*** Begin section ***

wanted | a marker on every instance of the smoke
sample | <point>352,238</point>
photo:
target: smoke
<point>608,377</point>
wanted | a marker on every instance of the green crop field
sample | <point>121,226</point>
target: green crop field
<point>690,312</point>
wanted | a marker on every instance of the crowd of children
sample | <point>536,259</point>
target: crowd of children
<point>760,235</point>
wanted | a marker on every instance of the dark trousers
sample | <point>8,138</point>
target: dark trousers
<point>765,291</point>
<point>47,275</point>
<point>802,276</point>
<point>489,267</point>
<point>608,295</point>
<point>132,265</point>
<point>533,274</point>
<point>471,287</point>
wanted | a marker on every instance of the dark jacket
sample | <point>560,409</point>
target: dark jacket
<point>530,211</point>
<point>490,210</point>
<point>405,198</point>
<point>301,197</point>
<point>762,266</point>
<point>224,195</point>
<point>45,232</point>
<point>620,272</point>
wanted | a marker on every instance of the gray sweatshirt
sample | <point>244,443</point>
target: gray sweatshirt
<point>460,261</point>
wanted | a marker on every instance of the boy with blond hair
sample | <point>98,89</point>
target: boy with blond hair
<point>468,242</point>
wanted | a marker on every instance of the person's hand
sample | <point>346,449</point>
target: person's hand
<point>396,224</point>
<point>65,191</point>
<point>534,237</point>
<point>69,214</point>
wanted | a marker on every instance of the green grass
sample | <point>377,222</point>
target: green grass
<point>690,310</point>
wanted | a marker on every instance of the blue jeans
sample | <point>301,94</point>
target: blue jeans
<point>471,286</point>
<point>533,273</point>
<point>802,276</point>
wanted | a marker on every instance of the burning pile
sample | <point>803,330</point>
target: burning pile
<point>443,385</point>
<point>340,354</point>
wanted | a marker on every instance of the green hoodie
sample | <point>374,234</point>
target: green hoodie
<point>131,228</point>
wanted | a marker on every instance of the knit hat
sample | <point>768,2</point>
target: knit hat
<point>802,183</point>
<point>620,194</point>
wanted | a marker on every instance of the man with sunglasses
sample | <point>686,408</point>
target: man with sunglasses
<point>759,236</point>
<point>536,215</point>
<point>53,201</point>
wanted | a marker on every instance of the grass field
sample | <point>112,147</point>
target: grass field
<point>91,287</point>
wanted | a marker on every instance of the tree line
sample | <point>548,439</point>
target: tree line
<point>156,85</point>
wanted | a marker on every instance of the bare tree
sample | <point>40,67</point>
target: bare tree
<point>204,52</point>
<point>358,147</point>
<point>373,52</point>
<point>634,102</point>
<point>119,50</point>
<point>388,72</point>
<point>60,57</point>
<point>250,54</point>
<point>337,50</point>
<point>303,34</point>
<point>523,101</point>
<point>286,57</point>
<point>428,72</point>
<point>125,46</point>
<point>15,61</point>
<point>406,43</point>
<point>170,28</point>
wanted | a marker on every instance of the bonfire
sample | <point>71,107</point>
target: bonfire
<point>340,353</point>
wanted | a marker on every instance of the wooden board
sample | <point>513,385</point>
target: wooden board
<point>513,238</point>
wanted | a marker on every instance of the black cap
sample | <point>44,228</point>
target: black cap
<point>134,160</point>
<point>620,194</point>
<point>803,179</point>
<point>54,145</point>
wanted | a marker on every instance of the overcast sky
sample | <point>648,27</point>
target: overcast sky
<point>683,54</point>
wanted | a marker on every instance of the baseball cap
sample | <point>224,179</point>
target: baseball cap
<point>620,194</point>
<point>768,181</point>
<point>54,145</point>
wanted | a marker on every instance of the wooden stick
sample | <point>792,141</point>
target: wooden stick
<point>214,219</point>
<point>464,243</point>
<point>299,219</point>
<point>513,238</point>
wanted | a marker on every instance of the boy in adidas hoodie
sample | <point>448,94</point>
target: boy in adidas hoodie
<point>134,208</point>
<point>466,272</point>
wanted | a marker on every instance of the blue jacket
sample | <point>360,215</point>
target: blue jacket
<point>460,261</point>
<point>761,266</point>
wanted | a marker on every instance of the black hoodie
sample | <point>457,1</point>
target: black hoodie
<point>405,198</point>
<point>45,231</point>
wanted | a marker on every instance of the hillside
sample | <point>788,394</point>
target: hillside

*** End section ***

DIRECTIONS
Print exactly the lines above, between the one holding "target: dark trousers" and the one holding "sample | <point>560,409</point>", inclusive, and nothing besides.

SOLUTION TO THIS EXERCISE
target: dark trousers
<point>765,291</point>
<point>47,275</point>
<point>802,276</point>
<point>489,267</point>
<point>608,295</point>
<point>132,265</point>
<point>533,274</point>
<point>471,287</point>
wanted | a marker on every instance of the dark jacket
sample | <point>560,409</point>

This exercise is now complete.